▸ **SOURCE INFORMATION**

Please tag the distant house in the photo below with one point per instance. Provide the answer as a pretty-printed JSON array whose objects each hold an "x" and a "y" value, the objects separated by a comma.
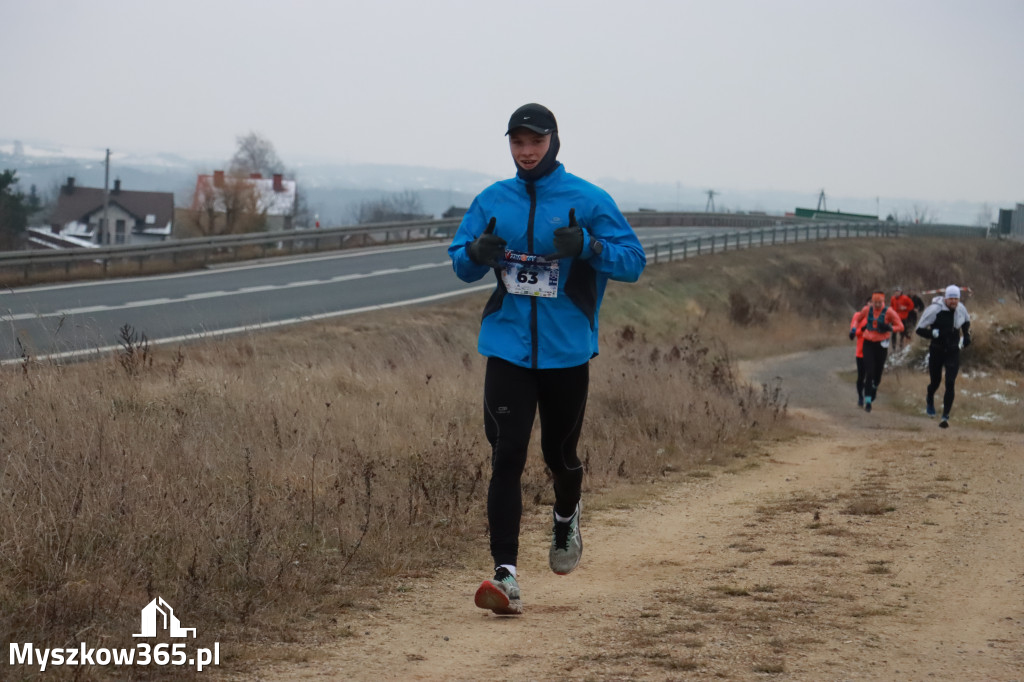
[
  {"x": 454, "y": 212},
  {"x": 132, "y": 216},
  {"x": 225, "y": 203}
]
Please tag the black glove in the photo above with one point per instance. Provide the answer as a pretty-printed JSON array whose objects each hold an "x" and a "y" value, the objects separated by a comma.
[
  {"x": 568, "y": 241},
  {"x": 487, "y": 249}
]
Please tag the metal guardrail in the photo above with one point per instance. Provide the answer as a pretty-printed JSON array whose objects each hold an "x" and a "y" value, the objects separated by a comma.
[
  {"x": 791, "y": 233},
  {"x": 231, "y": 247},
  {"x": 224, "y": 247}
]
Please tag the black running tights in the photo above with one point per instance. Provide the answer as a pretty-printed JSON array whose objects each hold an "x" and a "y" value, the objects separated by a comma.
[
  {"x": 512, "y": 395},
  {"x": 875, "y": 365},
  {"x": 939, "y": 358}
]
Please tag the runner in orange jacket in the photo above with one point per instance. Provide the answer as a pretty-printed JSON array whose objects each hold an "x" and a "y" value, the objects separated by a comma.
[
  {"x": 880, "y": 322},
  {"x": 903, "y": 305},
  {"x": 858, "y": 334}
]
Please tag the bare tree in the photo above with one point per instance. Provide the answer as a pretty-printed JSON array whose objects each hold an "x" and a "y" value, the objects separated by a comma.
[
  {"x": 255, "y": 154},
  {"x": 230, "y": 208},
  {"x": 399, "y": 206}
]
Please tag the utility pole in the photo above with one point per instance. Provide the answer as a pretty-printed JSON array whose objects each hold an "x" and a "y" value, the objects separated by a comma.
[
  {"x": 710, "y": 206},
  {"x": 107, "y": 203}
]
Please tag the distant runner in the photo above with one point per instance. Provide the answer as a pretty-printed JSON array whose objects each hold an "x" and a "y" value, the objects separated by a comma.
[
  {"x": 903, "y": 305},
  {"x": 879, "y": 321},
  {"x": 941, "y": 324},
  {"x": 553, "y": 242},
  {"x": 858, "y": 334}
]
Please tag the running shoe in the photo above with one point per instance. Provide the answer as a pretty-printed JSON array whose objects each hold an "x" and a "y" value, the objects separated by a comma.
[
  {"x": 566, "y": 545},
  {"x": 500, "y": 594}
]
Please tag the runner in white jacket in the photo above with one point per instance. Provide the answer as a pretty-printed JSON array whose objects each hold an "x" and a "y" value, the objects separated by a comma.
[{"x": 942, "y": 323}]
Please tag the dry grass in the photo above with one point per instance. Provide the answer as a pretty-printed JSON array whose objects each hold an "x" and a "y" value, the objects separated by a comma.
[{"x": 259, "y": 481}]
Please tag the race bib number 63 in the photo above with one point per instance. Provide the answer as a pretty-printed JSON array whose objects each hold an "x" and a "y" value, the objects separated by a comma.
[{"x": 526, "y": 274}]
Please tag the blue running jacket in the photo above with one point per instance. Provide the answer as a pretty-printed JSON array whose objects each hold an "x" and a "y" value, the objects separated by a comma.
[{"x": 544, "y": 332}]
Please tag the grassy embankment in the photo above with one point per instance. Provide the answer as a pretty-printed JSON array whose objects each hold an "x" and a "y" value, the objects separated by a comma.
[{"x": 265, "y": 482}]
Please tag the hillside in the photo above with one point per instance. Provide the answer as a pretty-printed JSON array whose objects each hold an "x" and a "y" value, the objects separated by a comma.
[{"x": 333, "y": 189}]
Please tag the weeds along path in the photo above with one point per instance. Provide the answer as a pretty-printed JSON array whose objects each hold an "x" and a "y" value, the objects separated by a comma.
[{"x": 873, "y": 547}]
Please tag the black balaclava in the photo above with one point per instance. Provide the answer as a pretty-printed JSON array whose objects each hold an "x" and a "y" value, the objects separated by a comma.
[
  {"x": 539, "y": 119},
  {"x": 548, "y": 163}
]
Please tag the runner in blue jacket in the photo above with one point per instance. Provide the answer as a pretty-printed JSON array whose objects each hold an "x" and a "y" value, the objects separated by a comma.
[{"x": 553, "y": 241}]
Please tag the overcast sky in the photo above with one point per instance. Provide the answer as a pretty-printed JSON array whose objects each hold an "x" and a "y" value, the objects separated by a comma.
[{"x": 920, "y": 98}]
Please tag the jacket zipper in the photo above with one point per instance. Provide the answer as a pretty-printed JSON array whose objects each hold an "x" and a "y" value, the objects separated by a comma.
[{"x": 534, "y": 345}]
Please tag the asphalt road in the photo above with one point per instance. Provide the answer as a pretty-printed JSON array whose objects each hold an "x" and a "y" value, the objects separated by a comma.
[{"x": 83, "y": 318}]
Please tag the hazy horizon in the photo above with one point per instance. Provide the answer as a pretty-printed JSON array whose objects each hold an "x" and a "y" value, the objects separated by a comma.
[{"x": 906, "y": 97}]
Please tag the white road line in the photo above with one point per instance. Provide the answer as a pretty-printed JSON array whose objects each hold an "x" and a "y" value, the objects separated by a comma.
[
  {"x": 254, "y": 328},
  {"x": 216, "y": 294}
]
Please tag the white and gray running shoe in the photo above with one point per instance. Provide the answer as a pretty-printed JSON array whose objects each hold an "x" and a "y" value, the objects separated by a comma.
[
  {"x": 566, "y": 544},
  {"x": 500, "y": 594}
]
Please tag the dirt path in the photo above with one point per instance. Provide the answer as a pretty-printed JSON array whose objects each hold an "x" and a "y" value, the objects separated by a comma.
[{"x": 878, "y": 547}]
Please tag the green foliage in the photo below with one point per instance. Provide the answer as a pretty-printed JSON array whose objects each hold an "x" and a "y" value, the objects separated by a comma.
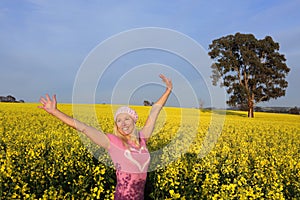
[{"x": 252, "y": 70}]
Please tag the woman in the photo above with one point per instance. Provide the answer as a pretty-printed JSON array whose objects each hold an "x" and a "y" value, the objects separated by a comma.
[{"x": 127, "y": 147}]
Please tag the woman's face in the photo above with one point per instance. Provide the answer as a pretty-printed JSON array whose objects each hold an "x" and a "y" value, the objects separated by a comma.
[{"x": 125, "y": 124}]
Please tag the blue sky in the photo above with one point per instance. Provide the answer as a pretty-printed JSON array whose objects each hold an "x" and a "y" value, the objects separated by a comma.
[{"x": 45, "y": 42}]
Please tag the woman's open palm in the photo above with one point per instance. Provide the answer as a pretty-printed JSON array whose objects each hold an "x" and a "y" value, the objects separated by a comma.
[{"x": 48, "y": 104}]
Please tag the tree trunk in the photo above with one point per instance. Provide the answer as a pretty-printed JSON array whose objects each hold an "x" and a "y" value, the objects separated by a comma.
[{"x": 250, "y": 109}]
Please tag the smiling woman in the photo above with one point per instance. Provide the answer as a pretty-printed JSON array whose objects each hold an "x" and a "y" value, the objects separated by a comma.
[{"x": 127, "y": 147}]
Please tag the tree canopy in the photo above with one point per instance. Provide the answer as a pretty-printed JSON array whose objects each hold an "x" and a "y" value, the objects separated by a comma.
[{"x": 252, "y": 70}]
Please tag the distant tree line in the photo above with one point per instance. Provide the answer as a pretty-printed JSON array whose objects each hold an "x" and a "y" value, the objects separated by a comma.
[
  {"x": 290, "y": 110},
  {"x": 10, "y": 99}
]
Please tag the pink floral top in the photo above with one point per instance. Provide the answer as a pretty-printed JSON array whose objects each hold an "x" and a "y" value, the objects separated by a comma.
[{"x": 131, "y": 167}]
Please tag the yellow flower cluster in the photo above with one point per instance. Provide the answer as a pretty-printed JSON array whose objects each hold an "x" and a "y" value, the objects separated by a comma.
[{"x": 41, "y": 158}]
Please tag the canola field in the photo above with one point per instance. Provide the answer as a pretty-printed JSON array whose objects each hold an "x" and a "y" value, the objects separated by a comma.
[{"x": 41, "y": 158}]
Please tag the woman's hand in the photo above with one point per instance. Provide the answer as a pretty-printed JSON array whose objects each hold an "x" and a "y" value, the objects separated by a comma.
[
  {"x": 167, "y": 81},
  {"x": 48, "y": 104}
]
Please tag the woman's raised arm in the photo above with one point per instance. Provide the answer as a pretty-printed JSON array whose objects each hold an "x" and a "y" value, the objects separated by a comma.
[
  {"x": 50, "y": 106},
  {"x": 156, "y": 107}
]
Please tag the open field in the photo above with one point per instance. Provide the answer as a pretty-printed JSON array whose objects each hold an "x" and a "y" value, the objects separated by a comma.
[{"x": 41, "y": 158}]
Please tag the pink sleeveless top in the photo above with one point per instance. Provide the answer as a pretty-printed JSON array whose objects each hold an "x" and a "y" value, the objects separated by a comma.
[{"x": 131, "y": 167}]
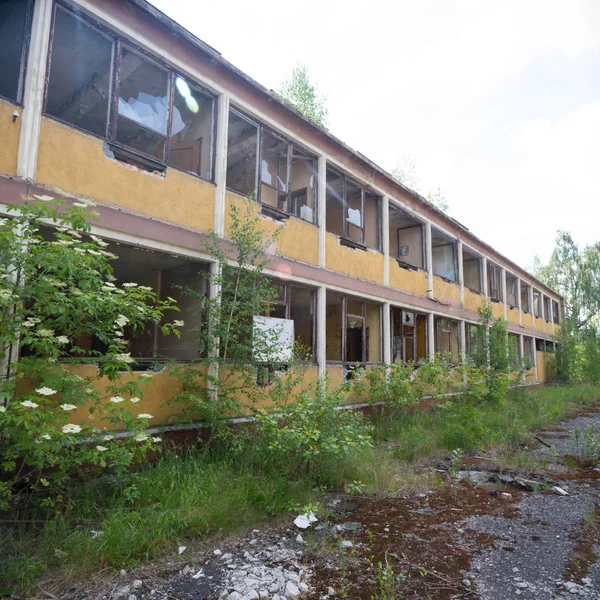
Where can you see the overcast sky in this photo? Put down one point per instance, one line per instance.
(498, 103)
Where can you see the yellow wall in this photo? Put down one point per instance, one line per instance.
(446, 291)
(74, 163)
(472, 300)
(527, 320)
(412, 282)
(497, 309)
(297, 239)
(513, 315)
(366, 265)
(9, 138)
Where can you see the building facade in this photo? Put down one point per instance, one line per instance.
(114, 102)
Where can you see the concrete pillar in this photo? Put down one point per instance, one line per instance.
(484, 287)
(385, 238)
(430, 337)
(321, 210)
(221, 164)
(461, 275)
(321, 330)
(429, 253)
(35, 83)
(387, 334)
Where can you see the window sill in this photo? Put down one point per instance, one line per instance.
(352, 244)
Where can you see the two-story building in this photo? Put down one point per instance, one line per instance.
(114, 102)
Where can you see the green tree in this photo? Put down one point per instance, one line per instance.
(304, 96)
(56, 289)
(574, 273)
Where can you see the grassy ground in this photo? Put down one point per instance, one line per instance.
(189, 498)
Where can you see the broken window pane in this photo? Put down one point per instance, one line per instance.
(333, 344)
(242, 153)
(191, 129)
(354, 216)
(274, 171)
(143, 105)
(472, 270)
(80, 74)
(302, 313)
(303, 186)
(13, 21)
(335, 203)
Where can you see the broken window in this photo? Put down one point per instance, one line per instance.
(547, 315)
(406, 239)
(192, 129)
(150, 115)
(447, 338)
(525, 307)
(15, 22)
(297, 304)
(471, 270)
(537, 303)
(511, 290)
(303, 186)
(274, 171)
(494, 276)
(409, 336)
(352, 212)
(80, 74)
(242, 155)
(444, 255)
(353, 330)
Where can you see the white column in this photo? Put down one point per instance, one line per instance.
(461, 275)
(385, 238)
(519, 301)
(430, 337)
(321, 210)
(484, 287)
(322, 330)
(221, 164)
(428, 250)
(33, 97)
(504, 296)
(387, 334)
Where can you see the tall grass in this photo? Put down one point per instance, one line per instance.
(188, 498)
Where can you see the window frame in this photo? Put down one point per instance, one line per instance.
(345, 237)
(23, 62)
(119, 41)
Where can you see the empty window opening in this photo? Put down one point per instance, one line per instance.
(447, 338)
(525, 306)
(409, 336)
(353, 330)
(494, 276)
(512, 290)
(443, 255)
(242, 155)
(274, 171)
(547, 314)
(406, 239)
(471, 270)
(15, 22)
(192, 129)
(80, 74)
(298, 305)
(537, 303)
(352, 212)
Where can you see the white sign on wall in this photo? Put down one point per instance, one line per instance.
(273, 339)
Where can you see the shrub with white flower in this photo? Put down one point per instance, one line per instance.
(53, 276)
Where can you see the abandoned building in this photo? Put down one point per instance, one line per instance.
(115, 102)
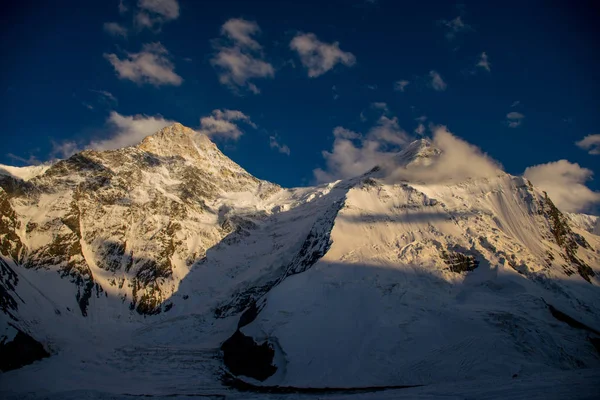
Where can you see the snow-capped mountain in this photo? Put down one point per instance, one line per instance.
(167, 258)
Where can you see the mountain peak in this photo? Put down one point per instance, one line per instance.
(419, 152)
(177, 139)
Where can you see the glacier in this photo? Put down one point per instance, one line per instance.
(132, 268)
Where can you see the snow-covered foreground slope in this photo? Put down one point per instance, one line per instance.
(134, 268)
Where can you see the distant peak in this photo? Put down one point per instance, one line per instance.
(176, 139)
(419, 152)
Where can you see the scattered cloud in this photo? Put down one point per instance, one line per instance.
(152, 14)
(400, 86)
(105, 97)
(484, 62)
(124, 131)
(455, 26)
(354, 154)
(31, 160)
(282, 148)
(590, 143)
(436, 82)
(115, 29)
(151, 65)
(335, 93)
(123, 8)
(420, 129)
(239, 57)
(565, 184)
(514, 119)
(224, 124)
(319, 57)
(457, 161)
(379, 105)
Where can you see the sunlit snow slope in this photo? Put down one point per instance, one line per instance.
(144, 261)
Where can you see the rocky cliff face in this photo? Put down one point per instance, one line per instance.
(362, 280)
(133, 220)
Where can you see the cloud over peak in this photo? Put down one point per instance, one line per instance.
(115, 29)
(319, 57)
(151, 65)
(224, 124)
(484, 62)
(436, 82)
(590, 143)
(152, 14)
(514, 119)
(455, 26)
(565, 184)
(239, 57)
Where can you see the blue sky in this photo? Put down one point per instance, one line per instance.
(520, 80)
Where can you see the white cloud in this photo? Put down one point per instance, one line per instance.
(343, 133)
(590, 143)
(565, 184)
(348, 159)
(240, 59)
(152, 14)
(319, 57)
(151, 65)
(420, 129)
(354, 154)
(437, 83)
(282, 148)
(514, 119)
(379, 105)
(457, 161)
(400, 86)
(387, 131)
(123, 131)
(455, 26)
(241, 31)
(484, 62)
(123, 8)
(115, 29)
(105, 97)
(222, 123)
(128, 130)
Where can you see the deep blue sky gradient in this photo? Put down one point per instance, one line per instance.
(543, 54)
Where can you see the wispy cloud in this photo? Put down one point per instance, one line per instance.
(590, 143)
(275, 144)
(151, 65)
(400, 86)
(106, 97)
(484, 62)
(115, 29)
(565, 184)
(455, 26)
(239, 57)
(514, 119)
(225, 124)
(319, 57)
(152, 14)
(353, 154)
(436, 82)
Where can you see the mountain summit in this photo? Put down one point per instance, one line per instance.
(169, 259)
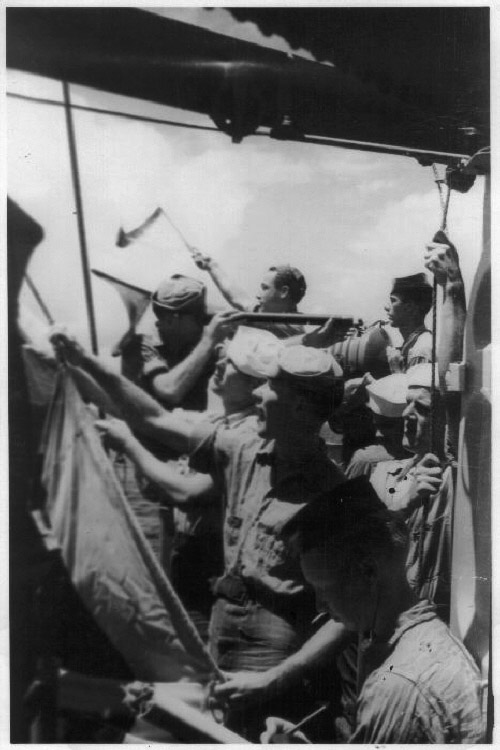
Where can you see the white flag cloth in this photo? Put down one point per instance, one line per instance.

▸ **INSTRUCTIONS TO FOLLOW**
Set the lines down exactly as they stand, from the one containing "Where can you see the mountain summit" through the end of the listing, omitting every picture.

▸ **SOLUTION TO THIS TASK**
Where can you see the mountain summit in this photo? Put down one point per instance, one line per instance.
(169, 259)
Where can you see the white flag cloth in this photo? Put down one point per instance, one line per instance.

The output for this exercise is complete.